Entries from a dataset

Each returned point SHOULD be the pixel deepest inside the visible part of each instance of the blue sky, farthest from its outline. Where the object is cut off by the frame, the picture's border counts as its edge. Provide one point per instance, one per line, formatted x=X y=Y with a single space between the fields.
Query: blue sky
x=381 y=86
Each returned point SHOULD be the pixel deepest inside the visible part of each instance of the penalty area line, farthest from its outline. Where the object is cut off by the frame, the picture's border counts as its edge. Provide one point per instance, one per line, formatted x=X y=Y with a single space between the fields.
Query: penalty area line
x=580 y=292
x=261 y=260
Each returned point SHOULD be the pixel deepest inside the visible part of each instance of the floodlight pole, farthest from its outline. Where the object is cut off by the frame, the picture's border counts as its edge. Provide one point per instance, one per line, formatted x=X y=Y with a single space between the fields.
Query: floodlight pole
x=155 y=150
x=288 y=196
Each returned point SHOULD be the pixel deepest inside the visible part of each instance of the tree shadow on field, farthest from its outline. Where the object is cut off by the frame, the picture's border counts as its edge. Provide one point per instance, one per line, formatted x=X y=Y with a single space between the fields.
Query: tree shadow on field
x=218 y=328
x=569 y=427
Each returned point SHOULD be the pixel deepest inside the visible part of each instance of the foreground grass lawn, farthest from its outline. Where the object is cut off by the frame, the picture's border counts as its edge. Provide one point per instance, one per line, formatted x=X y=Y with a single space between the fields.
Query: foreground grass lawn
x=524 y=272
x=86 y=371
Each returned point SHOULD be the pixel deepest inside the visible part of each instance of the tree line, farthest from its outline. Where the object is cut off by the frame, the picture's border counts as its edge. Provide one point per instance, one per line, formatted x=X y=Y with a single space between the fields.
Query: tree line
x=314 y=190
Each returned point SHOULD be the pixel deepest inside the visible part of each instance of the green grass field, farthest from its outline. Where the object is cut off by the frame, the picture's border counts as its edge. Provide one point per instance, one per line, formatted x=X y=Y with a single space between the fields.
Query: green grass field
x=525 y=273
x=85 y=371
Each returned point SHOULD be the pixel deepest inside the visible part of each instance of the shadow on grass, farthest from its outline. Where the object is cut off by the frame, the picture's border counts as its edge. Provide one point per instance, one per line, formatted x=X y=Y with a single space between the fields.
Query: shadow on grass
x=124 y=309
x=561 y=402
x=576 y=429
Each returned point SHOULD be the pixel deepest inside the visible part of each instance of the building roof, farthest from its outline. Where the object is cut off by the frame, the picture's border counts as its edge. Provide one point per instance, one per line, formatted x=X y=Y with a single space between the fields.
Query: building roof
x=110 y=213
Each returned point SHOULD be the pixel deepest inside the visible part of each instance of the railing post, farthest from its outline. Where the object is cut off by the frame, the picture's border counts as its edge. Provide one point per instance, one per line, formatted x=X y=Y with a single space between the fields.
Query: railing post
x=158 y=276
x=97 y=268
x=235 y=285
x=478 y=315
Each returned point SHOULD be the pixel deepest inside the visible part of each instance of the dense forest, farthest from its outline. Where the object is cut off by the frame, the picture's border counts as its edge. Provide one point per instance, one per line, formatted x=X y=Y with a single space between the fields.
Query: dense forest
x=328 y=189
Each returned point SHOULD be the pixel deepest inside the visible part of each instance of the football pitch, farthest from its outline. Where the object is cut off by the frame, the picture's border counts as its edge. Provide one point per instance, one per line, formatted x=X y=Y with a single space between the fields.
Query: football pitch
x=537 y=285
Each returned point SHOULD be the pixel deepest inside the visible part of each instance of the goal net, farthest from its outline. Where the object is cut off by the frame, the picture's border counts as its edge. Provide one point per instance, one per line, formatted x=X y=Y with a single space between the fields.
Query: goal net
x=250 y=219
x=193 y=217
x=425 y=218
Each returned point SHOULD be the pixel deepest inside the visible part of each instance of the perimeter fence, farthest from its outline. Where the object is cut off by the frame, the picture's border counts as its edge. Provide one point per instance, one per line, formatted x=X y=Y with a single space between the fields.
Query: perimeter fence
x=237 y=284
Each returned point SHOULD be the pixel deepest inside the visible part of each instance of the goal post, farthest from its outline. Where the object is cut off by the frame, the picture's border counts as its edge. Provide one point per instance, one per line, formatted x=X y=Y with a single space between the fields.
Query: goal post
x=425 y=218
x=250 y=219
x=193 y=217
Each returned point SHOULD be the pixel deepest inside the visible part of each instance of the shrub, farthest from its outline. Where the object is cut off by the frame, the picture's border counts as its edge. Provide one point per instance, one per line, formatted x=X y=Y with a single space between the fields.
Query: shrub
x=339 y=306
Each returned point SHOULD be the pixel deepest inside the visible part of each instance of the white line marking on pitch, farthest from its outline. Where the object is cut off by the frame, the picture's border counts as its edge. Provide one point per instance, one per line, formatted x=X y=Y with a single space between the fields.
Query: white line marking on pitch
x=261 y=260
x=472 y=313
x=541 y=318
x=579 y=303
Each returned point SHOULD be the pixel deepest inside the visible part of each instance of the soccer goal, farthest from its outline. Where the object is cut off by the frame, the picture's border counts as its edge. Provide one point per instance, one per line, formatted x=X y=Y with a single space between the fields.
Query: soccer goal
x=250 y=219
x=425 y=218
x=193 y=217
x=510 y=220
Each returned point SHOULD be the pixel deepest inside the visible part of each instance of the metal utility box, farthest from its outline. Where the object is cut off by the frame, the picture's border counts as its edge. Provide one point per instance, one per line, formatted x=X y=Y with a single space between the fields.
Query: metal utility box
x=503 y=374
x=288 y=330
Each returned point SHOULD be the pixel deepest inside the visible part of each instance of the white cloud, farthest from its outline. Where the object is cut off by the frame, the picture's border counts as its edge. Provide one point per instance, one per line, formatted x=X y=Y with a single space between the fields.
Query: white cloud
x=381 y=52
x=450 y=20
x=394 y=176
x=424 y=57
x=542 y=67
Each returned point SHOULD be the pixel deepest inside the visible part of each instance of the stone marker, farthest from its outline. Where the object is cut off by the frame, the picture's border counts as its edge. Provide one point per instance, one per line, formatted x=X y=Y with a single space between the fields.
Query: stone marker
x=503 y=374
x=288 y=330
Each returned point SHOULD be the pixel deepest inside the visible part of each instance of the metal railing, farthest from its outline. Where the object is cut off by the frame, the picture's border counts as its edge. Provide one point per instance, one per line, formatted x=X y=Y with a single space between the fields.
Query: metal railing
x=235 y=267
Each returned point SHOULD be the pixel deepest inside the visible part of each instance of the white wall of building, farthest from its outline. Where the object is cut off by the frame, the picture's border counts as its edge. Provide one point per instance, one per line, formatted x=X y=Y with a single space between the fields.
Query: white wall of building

**Your instructions**
Find the line containing "the white wall". Reproduce it exactly, along with every line after it through the last.

**Solution below**
Each returned point SHOULD be the pixel deepest inside the visible part of each instance of the white wall of building, farthest from its outline. Where the object is cut off by the frame, the picture's border counts as its edge. Provide one point per instance, one per line, formatted x=X y=Y with a single space between the fields.
Query: white wall of building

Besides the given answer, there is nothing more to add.